— BEGIN DATASET ENTRIES —

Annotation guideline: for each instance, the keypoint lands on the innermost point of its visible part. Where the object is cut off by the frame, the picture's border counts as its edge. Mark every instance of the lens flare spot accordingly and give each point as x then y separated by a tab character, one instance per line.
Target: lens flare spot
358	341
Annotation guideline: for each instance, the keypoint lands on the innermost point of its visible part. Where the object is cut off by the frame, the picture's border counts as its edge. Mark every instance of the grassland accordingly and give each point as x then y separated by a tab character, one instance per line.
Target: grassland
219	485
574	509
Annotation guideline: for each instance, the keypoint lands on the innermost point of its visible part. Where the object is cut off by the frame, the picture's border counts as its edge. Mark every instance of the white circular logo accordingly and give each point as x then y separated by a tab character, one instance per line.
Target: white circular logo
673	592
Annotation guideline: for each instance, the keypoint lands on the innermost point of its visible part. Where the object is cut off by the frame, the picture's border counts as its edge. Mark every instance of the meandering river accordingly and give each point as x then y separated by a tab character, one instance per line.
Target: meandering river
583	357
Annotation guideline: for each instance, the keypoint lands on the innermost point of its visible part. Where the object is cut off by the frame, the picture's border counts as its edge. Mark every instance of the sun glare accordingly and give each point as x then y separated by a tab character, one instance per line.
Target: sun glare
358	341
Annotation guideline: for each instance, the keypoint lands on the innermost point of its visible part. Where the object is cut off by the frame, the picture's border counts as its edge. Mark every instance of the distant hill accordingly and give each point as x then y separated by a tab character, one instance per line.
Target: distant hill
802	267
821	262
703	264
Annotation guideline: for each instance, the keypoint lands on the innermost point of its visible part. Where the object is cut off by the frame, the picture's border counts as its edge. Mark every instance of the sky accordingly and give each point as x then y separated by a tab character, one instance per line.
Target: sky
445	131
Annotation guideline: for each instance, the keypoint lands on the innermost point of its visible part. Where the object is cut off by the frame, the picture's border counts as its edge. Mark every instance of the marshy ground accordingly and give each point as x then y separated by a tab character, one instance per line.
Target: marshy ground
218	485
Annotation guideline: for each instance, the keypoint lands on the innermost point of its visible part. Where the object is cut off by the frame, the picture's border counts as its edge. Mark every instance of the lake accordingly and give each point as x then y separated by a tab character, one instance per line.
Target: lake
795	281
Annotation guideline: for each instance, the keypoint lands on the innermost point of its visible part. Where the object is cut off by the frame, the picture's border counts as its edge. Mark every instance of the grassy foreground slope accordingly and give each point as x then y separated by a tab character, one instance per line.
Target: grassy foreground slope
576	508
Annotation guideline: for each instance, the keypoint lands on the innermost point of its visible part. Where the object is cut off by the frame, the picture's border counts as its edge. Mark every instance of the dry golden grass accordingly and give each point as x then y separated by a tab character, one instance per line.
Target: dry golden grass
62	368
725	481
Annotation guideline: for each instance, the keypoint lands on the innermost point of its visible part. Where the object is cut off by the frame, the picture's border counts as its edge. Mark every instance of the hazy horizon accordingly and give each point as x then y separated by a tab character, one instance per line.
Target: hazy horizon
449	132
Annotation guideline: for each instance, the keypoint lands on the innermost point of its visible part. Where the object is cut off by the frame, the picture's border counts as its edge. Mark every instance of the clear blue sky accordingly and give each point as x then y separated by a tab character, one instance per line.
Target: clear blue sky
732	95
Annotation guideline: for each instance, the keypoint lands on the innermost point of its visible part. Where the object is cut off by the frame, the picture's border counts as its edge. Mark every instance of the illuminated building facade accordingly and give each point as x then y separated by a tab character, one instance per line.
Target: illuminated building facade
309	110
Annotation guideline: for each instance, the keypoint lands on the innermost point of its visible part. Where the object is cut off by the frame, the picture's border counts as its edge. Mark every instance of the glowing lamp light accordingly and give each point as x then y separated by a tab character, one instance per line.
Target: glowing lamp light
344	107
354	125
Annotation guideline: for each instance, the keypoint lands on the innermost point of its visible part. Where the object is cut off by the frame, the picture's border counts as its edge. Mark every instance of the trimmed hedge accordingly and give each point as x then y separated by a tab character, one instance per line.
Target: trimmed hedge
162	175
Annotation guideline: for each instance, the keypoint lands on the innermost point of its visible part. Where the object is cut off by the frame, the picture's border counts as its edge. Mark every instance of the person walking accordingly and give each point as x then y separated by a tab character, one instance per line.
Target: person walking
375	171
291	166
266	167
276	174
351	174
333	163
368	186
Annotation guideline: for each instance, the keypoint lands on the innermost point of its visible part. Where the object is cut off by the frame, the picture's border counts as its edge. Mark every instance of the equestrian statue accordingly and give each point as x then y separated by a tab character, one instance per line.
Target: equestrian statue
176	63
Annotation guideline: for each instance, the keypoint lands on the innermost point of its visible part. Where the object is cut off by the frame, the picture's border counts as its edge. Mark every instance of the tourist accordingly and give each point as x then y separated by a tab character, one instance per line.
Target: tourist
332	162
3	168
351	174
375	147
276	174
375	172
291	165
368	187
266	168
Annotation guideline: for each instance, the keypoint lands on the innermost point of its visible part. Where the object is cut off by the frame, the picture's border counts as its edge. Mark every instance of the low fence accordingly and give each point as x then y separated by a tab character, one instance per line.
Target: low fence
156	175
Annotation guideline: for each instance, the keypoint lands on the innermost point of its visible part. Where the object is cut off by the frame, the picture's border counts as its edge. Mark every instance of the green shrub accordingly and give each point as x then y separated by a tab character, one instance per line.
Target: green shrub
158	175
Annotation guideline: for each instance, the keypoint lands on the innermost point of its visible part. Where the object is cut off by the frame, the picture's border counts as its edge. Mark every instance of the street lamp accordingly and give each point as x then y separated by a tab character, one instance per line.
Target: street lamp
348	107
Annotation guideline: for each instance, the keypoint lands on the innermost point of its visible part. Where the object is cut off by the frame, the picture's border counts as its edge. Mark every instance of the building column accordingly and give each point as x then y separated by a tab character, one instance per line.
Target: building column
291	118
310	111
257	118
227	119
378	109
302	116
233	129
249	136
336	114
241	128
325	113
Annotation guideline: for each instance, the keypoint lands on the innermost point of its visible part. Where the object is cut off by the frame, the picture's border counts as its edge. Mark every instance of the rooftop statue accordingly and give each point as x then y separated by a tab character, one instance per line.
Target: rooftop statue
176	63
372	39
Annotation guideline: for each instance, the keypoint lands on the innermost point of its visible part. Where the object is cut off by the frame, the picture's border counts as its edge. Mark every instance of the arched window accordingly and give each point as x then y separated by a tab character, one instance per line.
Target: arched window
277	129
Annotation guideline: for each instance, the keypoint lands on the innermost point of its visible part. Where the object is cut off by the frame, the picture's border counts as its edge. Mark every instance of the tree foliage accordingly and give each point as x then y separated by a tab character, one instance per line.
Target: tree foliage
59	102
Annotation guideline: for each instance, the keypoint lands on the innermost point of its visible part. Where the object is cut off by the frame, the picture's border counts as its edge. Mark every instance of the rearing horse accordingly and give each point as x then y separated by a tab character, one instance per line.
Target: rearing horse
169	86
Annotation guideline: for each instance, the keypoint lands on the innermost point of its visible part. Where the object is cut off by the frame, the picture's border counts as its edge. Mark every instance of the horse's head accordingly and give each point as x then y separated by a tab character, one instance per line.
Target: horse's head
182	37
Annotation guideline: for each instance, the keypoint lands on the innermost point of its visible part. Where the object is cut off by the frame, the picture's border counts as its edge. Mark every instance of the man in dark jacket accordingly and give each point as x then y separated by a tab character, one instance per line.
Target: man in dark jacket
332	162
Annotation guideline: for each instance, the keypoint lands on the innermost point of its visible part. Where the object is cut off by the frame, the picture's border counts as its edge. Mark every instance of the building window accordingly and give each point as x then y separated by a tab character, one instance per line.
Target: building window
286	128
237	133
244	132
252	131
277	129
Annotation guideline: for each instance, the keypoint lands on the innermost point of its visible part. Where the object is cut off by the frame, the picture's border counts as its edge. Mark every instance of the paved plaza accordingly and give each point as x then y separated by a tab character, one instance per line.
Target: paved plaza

— END DATASET ENTRIES —

- SHORT TASK -
Could you quote, exactly as they appear, the line containing "dark jacket accordingly" and every line after it to the end of the records above?

- FULL SOLUTION -
Annotation guideline: for each instance, the keypoint lands on the innermost point of its visible part. Where the object is cut off by the frame, the picture's border counts as its edge. Mark every instance of the man in dark jacket accordingly and give each point as x then y separated by a tab character, one instance per line.
Target: man in dark jacket
332	162
Annotation guideline: for each instance, the keypoint lands on the innermost point of its visible part. Where the object is cut off by the frame, the picture's border counts as its edge. Mark every instance of the building window accordingly and give each point as x then y separated by a tab character, one instance per line.
Target: building window
286	128
237	133
244	132
252	131
277	129
Annotation guideline: for each instance, the keypoint lands on the innermost point of its visible part. Where the object is cut off by the frame, the picture's border counts as its edge. Mark every instance of the paved plaza accordingly and give each point as x then y separated by a tab character, one instance per line.
Target: paved plaza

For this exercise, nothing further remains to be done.